• _Exercise inputs_
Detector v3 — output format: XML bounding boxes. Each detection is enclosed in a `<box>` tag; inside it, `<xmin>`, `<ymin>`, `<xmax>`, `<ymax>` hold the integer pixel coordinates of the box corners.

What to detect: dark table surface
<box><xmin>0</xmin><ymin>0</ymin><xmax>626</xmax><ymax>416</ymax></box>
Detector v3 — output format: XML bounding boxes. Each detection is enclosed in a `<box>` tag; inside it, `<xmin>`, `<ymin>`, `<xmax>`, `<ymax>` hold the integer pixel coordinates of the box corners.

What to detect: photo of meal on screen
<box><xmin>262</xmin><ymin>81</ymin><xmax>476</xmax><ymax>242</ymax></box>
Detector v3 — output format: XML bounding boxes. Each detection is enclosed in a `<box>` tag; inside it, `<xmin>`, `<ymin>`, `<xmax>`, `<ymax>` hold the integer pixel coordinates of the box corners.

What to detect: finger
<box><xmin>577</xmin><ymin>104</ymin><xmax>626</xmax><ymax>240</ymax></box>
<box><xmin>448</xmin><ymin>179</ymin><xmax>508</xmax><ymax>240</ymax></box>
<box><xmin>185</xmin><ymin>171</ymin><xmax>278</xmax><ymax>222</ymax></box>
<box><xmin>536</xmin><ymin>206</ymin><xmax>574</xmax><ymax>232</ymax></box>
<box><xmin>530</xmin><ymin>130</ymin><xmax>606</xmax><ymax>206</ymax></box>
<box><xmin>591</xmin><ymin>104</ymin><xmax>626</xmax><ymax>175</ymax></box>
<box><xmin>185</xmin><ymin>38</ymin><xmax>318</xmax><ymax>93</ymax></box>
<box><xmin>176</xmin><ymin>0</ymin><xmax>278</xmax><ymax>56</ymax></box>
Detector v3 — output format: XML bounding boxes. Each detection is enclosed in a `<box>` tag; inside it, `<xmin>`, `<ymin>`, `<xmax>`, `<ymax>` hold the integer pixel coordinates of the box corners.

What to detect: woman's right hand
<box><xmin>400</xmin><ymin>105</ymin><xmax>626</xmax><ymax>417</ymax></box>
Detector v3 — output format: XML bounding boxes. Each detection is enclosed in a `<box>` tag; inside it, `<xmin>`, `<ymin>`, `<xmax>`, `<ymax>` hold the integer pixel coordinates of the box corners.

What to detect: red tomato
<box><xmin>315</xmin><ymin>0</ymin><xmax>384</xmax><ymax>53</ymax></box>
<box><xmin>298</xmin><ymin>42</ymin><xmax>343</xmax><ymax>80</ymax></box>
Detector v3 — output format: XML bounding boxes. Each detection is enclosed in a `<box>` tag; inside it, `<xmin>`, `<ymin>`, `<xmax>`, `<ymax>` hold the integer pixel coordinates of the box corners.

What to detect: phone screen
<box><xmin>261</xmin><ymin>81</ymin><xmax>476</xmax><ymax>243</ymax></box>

• _Description of the task_
Count the lines in the entries above that contain the string "screen", treating uppercase and lowercase as different. Reply with the number alone.

• _Written reply_
2